*** Opening EXTRACT TO READ ***
Statistical analysis
The baseline characteristics were described by mean and standard deviation, median and interquartile range, or absolute and relative frequencies. All endpoints were analyzed with regression models according to their statistical distribution (independent variables: group and study site; covariate: the respective baseline measurement). For count variables and rate comparisons, Poisson regression considering the respective exposure was used and incidence rate ratios (IRR) were reported. Binary variables were assessed by means of logistic regression with reporting of odds ratios (OR), metric variables by means of linear regression models with reporting of mean differences. Effect estimators were reported with the corresponding 95% Wald confidence intervals and p-values. Mixed models with random intercepts (nursing home, resident, and life-threatening event) were used for variables relating to residents or treatment decisions.
The primary analysis followed the intention-to-treat (ITT) principle. The sensitivity analyses (primary outcome) comprised the per-protocol (PP) analysis and two adherence analyses (AA). In a predefined AA of DC-1, the IG was restricted to the adherent nursing homes. Adherence was judged by the rate of completed ACP processes plus achieved organizational and educational elements of institutional implementation, and was also used as a measure of intervention fidelity (eTable 3). For a post-hoc AA of DC-2, the IG was restricted to residents of the nursing homes with the most completed ACP processes (≥ median), regardless of institutional implementation. The impact of the COVID-19 pandemic on the hospitalization rate was assessed by investigating the time course in the CG (mixed Poisson regression; fixed factors: time point, random group, and their interaction, random intercept: nursing home; exposure: occupied bed days).
The secondary outcomes were evaluated exploratorily without multiplicity adjustment. The analyses were performed in accordance with the statistical analysis plan (SAP) published at clinicaltrials.gov (35). If the planned analyses were not possible for selected variables, the available data were evaluated descriptively.
Results
Study population
For DC-1, 44 nursing homes with all residents were included (5927 residents for the primary outcome). For DC-2, 892 residents were recruited (Figure 1). Selected baseline data are shown in Table 1 (for further details, see the eSupplement).
Hospitalization rate
During the observation period, 2015 hospitalizations were recorded in the IG, amounting to 798 876 occupied bed days, while in the CG there were 2023 hospitalizations (752 114 days). There was no significant difference in hospitalization rate between the two groups (Table 2a, eSupplement).
The PP population did not differ from the ITT population. Sensitivity analyses (35) revealed no relevant differences between the groups (eSupplement). In the COVID-19 pandemic analysis, hospitalizations decreased substantially in both groups (eSupplement).
*** Closing EXTRACT TO READ ***
*** Opening AVAILABLE DATA ***
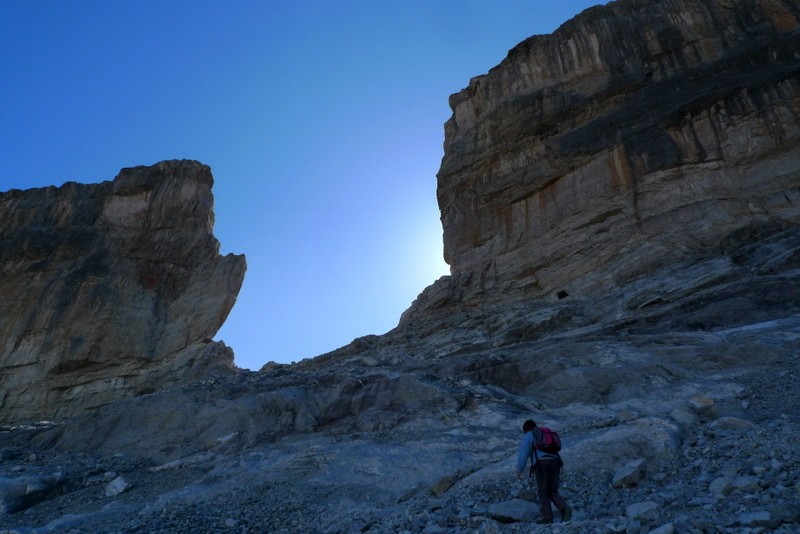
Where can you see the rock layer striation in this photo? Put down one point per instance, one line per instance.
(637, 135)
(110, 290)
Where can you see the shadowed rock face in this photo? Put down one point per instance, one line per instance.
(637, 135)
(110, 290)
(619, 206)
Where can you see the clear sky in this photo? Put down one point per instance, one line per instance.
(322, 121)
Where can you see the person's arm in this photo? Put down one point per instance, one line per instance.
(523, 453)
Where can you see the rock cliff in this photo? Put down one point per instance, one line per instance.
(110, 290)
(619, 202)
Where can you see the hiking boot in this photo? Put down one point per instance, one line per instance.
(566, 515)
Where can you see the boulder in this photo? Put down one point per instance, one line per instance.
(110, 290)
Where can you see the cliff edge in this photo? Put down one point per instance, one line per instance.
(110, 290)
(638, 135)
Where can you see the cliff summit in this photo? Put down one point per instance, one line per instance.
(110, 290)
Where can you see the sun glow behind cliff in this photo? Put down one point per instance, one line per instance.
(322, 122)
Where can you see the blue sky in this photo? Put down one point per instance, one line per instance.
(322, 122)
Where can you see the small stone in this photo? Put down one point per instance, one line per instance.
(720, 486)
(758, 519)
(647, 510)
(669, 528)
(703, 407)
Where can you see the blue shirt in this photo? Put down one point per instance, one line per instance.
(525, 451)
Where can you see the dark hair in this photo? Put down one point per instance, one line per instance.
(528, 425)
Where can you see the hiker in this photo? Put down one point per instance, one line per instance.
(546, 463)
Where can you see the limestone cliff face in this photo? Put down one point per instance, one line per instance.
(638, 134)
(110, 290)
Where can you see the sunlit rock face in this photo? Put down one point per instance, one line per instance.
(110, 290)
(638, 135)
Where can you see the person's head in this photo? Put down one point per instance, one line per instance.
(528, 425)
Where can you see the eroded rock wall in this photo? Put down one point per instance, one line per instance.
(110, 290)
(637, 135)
*** Closing AVAILABLE DATA ***
*** Opening AVAILABLE DATA ***
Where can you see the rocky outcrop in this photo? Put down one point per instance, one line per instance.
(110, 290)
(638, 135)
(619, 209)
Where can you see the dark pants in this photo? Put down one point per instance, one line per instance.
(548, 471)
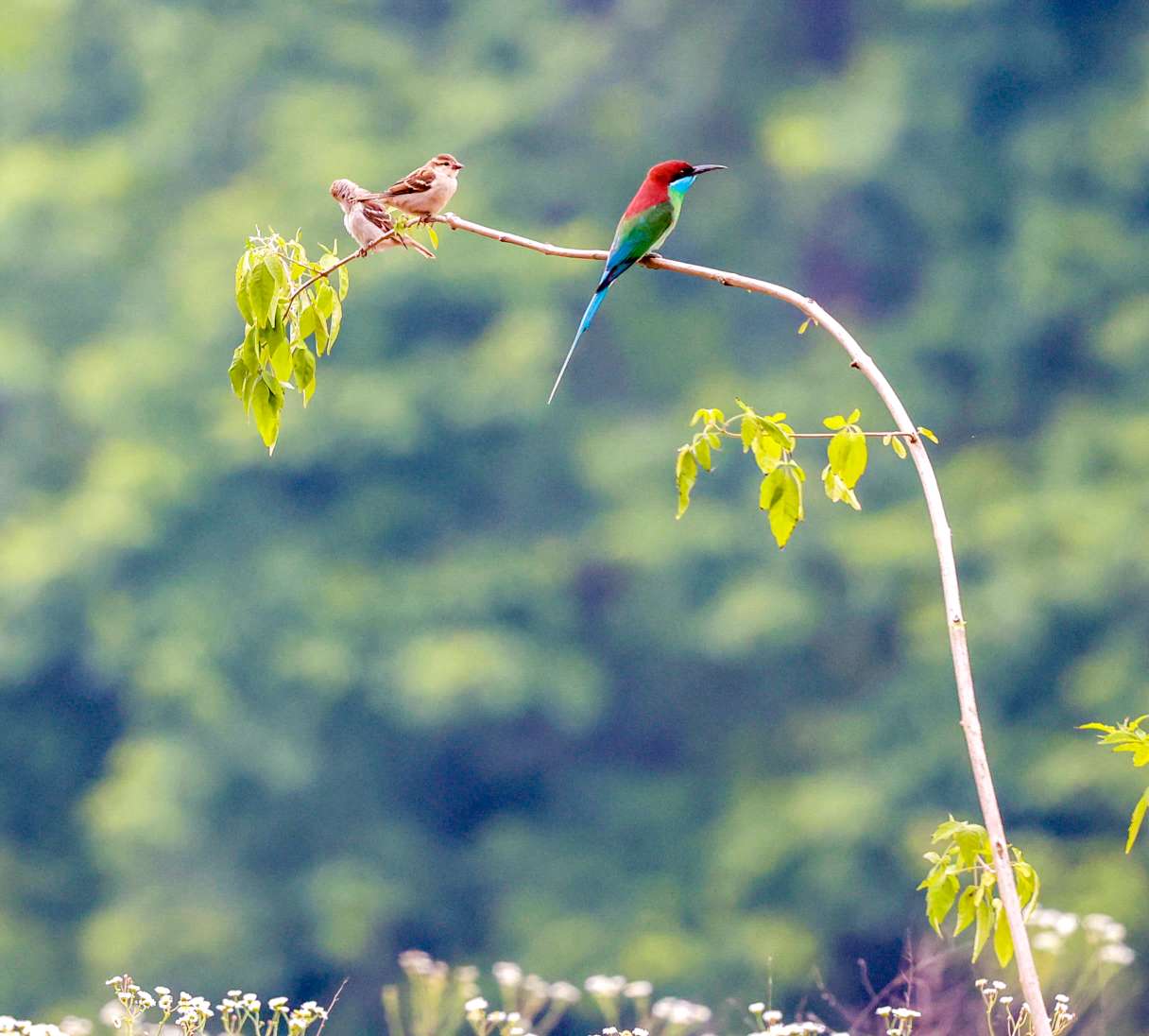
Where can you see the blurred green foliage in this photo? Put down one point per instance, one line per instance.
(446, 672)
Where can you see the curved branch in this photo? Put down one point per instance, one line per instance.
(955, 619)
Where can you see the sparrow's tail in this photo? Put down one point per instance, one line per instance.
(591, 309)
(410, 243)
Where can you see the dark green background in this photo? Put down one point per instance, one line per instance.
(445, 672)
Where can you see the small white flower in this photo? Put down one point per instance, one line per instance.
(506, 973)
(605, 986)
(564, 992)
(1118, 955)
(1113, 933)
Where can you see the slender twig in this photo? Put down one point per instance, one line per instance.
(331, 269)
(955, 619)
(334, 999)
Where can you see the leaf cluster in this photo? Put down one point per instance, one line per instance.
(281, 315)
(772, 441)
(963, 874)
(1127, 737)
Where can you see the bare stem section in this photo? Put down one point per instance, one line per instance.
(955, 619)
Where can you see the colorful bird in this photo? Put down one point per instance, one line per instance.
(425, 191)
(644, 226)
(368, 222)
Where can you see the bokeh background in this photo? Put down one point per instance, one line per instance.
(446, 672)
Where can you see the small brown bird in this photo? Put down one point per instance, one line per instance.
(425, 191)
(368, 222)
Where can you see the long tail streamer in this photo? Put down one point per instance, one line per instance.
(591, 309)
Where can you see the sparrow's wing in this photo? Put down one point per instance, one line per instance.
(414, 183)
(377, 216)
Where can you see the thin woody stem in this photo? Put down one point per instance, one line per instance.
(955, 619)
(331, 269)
*** Closing AVAILABLE DATA ***
PROBLEMS TO WORK ON:
- A) In the nursing home study extract, how many residents were recruited for DC-2?
- B) Write out the nursing home study extract from "The secondary outcomes" to "were evaluated descriptively.".
- C) Carry the nursing home study extract forward from its final sentence.

EXERCISE ANSWERS:
- A) 892 residents were recruited for DC-2.

- B)
The secondary outcomes were evaluated exploratorily without multiplicity adjustment. The analyses were performed in accordance with the statistical analysis plan (SAP) published at clinicaltrials.gov (35). If the planned analyses were not possible for selected variables, the available data were evaluated descriptively.

- C)
ACP documentation
On the day of data collection, residents of the IG were more likely than those of the CG to have emergency plans in their charts (403/2,226 vs. 37/2,088); the difference was almost 12-fold (Table 2b, eSupplement).
Care consistency with care preferences
In the 662 (IG: 343, CG: 319) residents investigated in DC-2, consistency with preferences was evaluated for 656 (360 versus 296) critical treatment decisions in 550 (301 versus 249) potentially life-threatening events. No group difference was found with regard to care consistency with care preferences (Table 2c, eSupplement).
Further outcomes
Healthcare (e.g., resuscitation) and quality of life outcomes were comparable between the two groups (eSupplement).
Adherence analyses:
Effects of intervention fidelity
Only six of the 23 intervention nursing homes were adherent according to the predefined criteria (core elements of institutional implementation; see eTable 3), indicating overall poor permeation of the intervention. The six adherent nursing homes showed considerably higher rates of care consistency with care preferences than the control nursing homes, i.e., patients’ preferences were more often known and honored when it came to critical treatment decisions (Table 2d, eSupplement). At the same time, the intervention effect on the rate of emergency plans was almost three times higher in adherent nursing homes (IRR 30.1 [15.7; 57.6]) than in the ITT population (IRR 11.6 [8.2; 16.4]) (Table 2d, eSupplement). In contrast, ACP conversations alone, i.e., without institutional implementation, did not result in a group difference regarding care consistency with care preferences rates in a post-hoc analysis (Table 2e, eSupplement).
Discussion
The BEVOR trial is the first study in Germany and one of the few worldwide to have evaluated the clinical effects of a comprehensive ACP implementation focusing on nursing homes. Our complex intervention did not permeate as intended, and as a result the main analysis revealed no group differences in hospitalization rates (primary outcome) and other clinical outcomes that reflected the study’s objective, especially the rate of care consistency with care preferences. However, a predefined exploratory adherence analysis (AA) indicates that care consistency with care preferences did improve considerably in the adherent nursing homes.
Our results fit into a heterogeneous body of evidence. While ACP reliably increases the rate of advance directives in nursing homes (14, 15, 21), few trials have succeeded in achieving clinically relevant effects in this setting (20, 21, 36, 37). There is growing understanding that the necessary cultural change requires comprehensive interventions (11, 13, 18, 19), otherwise effects on clinical outcomes are unlikely (38).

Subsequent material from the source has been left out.